▶ _WRITTEN EXERCISE_
Copy each entry as it stands, leaving nothing out.
___ INFORMATION GIVEN
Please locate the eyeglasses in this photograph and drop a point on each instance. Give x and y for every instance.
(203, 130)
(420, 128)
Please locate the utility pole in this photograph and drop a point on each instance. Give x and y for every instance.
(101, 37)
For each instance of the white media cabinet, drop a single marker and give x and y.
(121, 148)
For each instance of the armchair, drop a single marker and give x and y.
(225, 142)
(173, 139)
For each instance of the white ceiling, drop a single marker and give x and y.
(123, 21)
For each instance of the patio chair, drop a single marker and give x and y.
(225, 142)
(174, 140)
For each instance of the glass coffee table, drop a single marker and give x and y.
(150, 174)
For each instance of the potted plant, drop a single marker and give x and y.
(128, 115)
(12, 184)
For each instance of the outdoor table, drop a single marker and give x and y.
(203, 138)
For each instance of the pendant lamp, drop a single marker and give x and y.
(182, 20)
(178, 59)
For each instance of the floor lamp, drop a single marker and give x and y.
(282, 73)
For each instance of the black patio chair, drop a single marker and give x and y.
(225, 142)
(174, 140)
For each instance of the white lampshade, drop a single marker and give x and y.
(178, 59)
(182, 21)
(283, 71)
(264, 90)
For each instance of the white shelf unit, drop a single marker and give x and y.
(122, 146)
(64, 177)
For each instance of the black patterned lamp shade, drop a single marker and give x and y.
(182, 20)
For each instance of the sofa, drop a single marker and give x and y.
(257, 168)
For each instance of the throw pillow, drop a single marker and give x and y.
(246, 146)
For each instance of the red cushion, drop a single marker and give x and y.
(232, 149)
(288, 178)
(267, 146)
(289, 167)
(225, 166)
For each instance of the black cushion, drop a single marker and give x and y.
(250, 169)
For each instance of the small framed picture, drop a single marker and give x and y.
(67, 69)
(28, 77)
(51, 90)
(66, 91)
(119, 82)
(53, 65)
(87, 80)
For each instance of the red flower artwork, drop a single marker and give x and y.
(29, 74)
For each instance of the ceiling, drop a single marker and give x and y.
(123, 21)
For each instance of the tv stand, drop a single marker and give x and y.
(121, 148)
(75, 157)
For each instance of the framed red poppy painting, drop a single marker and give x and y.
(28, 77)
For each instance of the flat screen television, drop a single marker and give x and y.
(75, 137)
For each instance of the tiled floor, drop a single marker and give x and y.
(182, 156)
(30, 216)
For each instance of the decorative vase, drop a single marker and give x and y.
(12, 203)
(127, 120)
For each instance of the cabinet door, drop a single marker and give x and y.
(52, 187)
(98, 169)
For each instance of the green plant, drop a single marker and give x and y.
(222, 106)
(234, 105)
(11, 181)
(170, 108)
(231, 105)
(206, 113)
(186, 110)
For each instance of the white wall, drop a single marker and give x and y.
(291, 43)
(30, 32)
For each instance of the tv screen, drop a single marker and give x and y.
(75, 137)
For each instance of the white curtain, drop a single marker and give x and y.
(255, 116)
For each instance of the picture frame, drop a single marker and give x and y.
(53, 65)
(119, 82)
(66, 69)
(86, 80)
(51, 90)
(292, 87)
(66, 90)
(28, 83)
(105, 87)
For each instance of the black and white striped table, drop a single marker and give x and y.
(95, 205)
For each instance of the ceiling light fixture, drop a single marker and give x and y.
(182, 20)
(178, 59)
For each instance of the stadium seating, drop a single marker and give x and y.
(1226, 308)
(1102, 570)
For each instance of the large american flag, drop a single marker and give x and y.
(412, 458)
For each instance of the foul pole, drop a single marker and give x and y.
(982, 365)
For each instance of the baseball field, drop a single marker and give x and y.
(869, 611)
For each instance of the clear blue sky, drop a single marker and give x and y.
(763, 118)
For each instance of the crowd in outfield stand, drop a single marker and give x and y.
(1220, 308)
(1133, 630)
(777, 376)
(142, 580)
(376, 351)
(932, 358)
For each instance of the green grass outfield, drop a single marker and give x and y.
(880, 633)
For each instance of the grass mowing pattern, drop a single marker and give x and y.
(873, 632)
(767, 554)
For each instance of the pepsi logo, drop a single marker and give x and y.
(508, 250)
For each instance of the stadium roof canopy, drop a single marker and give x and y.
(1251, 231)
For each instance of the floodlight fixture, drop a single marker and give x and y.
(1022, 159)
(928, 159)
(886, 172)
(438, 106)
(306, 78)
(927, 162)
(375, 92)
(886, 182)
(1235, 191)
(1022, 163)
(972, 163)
______
▶ _RESPONSE TO THE EXERCISE_
Please locate the eyeglasses in this photograph and drop a point on each instance. Give x and y for every instance.
(203, 130)
(420, 128)
Please locate the utility pole in this photograph and drop a point on each instance. Give x and y for every instance.
(101, 37)
For each instance of the white media cabinet, drop a single marker and give x and y.
(121, 148)
For each instance of the armchair, drop a single marker and give x and y.
(225, 142)
(173, 139)
For each instance of the white ceiling, drop a single marker and give x and y.
(123, 21)
For each instance of the patio chair, drop a single marker and give x and y.
(225, 142)
(174, 140)
For each instance of the glass coffee table, drop a single marker and give x and y.
(150, 174)
For each instance of the potted plant, drop a single marker and give x and y.
(128, 115)
(12, 184)
For each instance of the outdoor table, drop a single marker and give x and y.
(203, 138)
For each instance of the pendant lamp, drop a single marker and give x and y.
(182, 20)
(178, 59)
For each instance of the floor lamp, drop a single marker and give x and y.
(282, 73)
For each instance of the black patio chair, drop a single marker and give x and y.
(225, 142)
(174, 140)
For each instance of the white lampshade, drop a single marker and give x and y.
(178, 59)
(182, 21)
(283, 71)
(264, 90)
For each instance of the white shelf unit, drop a single marker and give x and y.
(122, 146)
(64, 177)
For each instance of the black patterned lamp shade, drop a single marker and give x and y.
(182, 20)
For each instance of the sofa, drop a single marker and give x and y.
(257, 168)
For each instance of the throw pillow, drop a single marker and give x and y.
(246, 146)
For each instance of the red cushion, drop a single marker and give x and y.
(232, 149)
(288, 178)
(267, 146)
(289, 167)
(225, 166)
For each instance of the black cushion, drop a single marker and give x and y.
(250, 169)
For each instance of the small framed picture, drop a single marker and give x and y.
(67, 69)
(28, 77)
(51, 90)
(66, 91)
(119, 82)
(53, 65)
(87, 80)
For each instance of the red flower artwork, drop a single marker and give x and y.
(29, 74)
For each instance of the ceiling, drop a single marker and give x and y.
(123, 21)
For each instance of the tv stand, drop a single marker and give x and y.
(121, 148)
(75, 157)
For each instance of the framed red poppy painting, drop a single marker and give x and y.
(28, 77)
For each instance of the flat screen television, drop a single marker and give x and y.
(75, 137)
For each instance of the tiled floor, drop a single marker and give x and y.
(182, 156)
(30, 216)
For each instance of the decorative vase, drop a single marker and give x and y.
(12, 203)
(127, 120)
For each instance of the cabinet door, drop a single marker and give x and y.
(52, 187)
(98, 169)
For each instance of the green plant, drop a single marker and give x and y.
(222, 106)
(234, 105)
(11, 181)
(170, 108)
(231, 105)
(206, 113)
(186, 110)
For each instance of the white wall, drop a single marker and give x and y.
(291, 43)
(30, 32)
For each instance of the tv screen, drop a single marker and give x and y.
(75, 137)
For each instance of the white curtain, drop a single marker and give x and y.
(255, 116)
For each instance of the picture frame, drop a single marker and give x and y.
(53, 65)
(119, 82)
(66, 69)
(86, 80)
(51, 90)
(292, 87)
(66, 90)
(28, 83)
(105, 87)
For each instance of the black and white striped table, drop a single marker and give x and y.
(95, 205)
For each instance of the ceiling light fixture, drop a single marker and give x and y.
(182, 20)
(178, 59)
For each instance of the stadium seating, drop a single marker and give x and y.
(1226, 308)
(1102, 570)
For each instance of the large american flag, drop a single marker and give x and y.
(412, 458)
For each instance of the foul pole, drop a single marker and give x and y.
(982, 365)
For each instance of the baseball field, drop a single marker and give x and y.
(869, 611)
For each instance of the clear blue sky, drop a single marker and give x and y.
(763, 118)
For each instance of the crowd in outfield stand, drop a single marker and give x and y.
(1220, 308)
(1133, 630)
(777, 376)
(142, 580)
(376, 351)
(932, 358)
For each instance of the green grass outfield, drop a single marker and give x and y.
(880, 633)
For each instance of the grass mowing pattern, drop a single marker and give x and y.
(873, 632)
(767, 554)
For each instance of the pepsi logo, drop a single marker and give x and y.
(508, 250)
For each instance of the stadium roof canopy, drop a single marker and give x and y.
(1251, 231)
For each instance of the floodlight fixture, drop a single marker and give x and y.
(1022, 159)
(928, 159)
(886, 172)
(438, 106)
(306, 78)
(927, 162)
(375, 92)
(886, 182)
(1235, 191)
(1022, 163)
(972, 163)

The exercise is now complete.